» Extracted material:
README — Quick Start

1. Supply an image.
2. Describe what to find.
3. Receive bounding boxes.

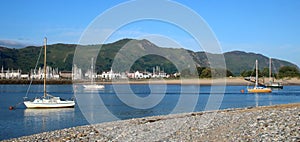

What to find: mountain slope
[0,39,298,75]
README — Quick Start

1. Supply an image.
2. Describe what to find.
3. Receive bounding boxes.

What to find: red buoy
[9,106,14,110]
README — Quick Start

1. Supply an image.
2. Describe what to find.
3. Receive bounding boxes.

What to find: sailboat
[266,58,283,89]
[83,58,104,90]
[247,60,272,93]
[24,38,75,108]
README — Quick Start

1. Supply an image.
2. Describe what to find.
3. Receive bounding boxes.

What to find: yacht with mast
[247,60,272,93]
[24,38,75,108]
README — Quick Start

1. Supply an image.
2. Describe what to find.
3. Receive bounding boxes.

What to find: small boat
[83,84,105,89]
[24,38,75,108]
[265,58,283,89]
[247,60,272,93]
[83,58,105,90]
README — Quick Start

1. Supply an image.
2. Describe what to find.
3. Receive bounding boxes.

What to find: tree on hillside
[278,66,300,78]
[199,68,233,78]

==

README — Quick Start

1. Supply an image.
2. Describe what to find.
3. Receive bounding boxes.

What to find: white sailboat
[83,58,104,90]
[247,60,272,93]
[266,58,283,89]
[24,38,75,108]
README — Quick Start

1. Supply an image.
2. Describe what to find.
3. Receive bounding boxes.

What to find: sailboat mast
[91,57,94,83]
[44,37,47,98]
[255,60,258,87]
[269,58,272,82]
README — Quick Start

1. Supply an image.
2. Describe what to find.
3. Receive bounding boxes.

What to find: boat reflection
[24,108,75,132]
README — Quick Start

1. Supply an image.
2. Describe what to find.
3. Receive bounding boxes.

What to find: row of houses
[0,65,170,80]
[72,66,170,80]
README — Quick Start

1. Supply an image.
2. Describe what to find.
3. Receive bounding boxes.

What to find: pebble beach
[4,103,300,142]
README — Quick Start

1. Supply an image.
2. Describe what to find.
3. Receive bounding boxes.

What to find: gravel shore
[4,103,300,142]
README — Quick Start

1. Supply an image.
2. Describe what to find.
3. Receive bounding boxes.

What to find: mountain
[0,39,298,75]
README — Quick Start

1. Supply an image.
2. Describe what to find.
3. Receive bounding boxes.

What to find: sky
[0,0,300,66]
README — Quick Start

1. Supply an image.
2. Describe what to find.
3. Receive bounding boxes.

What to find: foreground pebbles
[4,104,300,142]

==

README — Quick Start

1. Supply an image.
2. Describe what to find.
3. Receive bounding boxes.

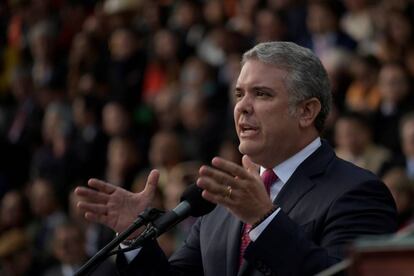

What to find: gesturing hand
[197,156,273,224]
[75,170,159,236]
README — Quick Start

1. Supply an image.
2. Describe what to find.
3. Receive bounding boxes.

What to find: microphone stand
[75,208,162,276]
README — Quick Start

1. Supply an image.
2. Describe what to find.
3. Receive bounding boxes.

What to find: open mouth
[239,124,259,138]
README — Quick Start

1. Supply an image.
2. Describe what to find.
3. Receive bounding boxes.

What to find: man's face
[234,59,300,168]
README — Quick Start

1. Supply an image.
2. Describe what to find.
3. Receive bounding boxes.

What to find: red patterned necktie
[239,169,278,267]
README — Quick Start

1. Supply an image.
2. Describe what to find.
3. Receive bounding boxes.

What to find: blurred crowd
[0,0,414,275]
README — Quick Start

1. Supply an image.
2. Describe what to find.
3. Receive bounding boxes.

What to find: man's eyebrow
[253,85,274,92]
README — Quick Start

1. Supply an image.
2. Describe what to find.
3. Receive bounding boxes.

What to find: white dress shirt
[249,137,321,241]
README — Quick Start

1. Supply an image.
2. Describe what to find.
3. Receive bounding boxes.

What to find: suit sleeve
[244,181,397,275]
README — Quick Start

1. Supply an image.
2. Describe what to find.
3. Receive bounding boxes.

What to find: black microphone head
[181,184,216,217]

» Task to carry out:
Report each line in the rows above that contains the word "mast", copying every such line in full.

» Complete output:
What to find: yacht with mast
What to find: sailboat mast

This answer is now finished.